>> BEGIN
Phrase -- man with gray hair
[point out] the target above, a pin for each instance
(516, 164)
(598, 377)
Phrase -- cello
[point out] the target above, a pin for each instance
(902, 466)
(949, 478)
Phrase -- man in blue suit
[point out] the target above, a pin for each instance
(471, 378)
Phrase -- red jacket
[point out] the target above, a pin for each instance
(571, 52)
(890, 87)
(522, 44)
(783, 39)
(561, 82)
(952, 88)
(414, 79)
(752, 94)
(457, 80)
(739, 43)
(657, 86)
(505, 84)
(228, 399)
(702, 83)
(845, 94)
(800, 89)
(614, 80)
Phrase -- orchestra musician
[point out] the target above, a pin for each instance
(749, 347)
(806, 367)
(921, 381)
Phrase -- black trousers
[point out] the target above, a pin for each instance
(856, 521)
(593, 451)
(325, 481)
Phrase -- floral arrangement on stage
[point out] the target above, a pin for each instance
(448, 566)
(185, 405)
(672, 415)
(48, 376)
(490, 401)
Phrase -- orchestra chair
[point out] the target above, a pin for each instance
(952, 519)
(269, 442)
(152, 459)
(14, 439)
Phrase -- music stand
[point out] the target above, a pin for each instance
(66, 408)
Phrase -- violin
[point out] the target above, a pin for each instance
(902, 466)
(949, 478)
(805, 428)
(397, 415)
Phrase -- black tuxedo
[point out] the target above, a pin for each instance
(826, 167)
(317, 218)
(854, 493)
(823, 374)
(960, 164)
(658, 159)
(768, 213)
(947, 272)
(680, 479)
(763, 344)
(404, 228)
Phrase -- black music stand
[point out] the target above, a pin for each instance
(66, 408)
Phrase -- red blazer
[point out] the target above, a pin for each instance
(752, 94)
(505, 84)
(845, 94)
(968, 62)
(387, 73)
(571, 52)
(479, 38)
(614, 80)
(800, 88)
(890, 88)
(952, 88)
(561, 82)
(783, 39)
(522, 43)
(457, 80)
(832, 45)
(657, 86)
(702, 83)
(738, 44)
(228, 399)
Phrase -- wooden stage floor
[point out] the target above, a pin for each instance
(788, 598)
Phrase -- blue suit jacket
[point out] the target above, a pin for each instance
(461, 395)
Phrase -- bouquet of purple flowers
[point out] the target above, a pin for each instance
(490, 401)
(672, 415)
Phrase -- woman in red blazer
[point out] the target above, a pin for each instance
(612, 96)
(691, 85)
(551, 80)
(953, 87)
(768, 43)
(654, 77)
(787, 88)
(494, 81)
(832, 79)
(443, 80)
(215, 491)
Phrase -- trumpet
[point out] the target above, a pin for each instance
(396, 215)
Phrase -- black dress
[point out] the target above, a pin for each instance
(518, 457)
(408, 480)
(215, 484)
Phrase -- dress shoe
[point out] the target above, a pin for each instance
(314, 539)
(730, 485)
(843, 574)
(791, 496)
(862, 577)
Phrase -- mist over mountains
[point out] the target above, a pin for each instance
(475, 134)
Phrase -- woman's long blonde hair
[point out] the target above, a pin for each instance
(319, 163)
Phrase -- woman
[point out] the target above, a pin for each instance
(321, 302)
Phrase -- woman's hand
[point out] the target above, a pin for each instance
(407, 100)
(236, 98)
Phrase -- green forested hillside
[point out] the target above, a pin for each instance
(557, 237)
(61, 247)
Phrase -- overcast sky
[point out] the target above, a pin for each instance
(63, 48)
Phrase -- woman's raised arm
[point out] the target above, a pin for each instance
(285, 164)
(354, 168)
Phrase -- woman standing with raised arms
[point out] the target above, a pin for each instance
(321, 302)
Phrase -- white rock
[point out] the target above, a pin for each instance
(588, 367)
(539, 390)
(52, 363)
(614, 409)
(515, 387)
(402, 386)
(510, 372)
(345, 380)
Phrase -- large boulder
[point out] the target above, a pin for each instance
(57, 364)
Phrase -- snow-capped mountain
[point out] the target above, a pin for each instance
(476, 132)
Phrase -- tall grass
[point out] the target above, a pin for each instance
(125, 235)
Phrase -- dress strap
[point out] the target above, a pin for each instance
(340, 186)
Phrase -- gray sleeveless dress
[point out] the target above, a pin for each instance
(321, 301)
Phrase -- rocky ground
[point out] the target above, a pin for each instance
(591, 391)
>> END
What the task asks: Print all of the entries exactly as they appear.

Solution to this task:
Phrase -- man with gray hair
[point out] the target above, a pin for each instance
(516, 164)
(598, 377)
Phrase -- cello
[point out] the target above, a pin for each instance
(902, 466)
(949, 478)
Phrase -- man in blue suit
[point out] the target above, a pin for each instance
(471, 378)
Phrase -- red jacket
[point out] the target above, a pin for each instance
(571, 52)
(890, 87)
(522, 44)
(783, 39)
(561, 82)
(952, 88)
(414, 79)
(752, 94)
(457, 80)
(739, 43)
(657, 86)
(505, 84)
(228, 399)
(702, 83)
(845, 94)
(800, 89)
(614, 80)
Phrase -- orchestra musician
[point out] the target above, a pin for each instance
(749, 347)
(806, 367)
(921, 381)
Phrase -- black trousers
[point out] the target above, a pin for each instance
(856, 521)
(593, 451)
(325, 481)
Phrase -- floral arrangement on stage
[point out] the target above, a pin for each instance
(448, 566)
(185, 405)
(672, 415)
(48, 376)
(490, 401)
Phrase -- orchestra chair
[point out] the target above, a pin for each instance
(952, 519)
(269, 442)
(152, 459)
(14, 439)
Phrase -- music stand
[point out] the target above, a pin for each instance
(66, 408)
Phrase -- violin
[point out] the target above, a pin for each instance
(902, 466)
(949, 478)
(805, 428)
(397, 415)
Phrase -- black tuxedo
[point out] the target above, a pin for each instance
(826, 167)
(317, 218)
(854, 493)
(823, 374)
(960, 164)
(658, 159)
(768, 213)
(947, 272)
(680, 479)
(763, 344)
(404, 228)
Phrase -- black music stand
[point out] the target above, a pin for each instance
(66, 408)
Phrase -- red blazer
[point out] the target above, a pin for each instance
(752, 94)
(505, 84)
(845, 94)
(968, 62)
(387, 73)
(571, 52)
(479, 38)
(614, 80)
(800, 88)
(890, 88)
(952, 88)
(561, 82)
(783, 39)
(522, 43)
(457, 80)
(832, 45)
(657, 86)
(702, 83)
(738, 44)
(228, 399)
Phrase -- wooden stage floor
[point out] the target above, a pin for each instance
(788, 598)
Phrase -- blue suit jacket
[point out] the target above, a pin for each instance
(461, 395)
Phrase -- bouquet of purple flowers
[point out] the target above, a pin for each instance
(490, 401)
(672, 415)
Phrase -- woman in red blazer
[point out] the target above, a pin for each instance
(612, 96)
(691, 85)
(551, 80)
(953, 87)
(768, 43)
(654, 77)
(787, 88)
(494, 81)
(832, 79)
(443, 80)
(215, 491)
Phrase -- trumpet
[point out] the target above, a pin for each instance
(396, 215)
Phrase -- black dress
[point out] the target above, a pin for each instance
(518, 457)
(408, 480)
(215, 484)
Phrase -- dress shoe
[point out] the target above, a pin for each instance
(314, 539)
(730, 485)
(843, 574)
(791, 496)
(862, 577)
Phrase -- mist over mountains
[point out] the target above, a pin for each instance
(475, 134)
Phrase -- woman's long blonde hair
[point out] the target above, a pin for each instance
(319, 163)
Phrase -- woman
[point out] the target above, a pin for each instance
(321, 302)
Phrase -- woman's hand
[point out] the target above, a pin for each instance
(407, 100)
(236, 98)
Phrase -- green forested hillside
[point out] the target above, a pin for each instance
(557, 237)
(61, 247)
Phrase -- overcast sky
[point out] the target above, a pin for each instance
(63, 48)
Phrase -- woman's raised arm
[point out] the target above, a pin for each instance
(285, 164)
(354, 168)
Phrase -- woman standing with raised arms
[point out] the target above, a pin for each instance
(321, 302)
Phrase -- white rock
[point out] the target above, a pin for each instance
(588, 367)
(539, 390)
(52, 363)
(614, 409)
(515, 387)
(402, 386)
(510, 372)
(345, 380)
Phrase -- large boulder
[point out] the target above, a pin for each instance
(57, 364)
Phrase -- snow-capped mountain
[point out] the target above, a pin for each instance
(476, 132)
Phrase -- tall grass
[point out] the target above, a pin for each instance
(125, 235)
Phrase -- dress strap
[point out] the target above, a pin for each instance
(340, 186)
Phrase -- gray sleeveless dress
[point out] the target above, a pin for each instance
(321, 301)
Phrase -- rocky ground
[point out] the target above, a pin for each instance
(591, 391)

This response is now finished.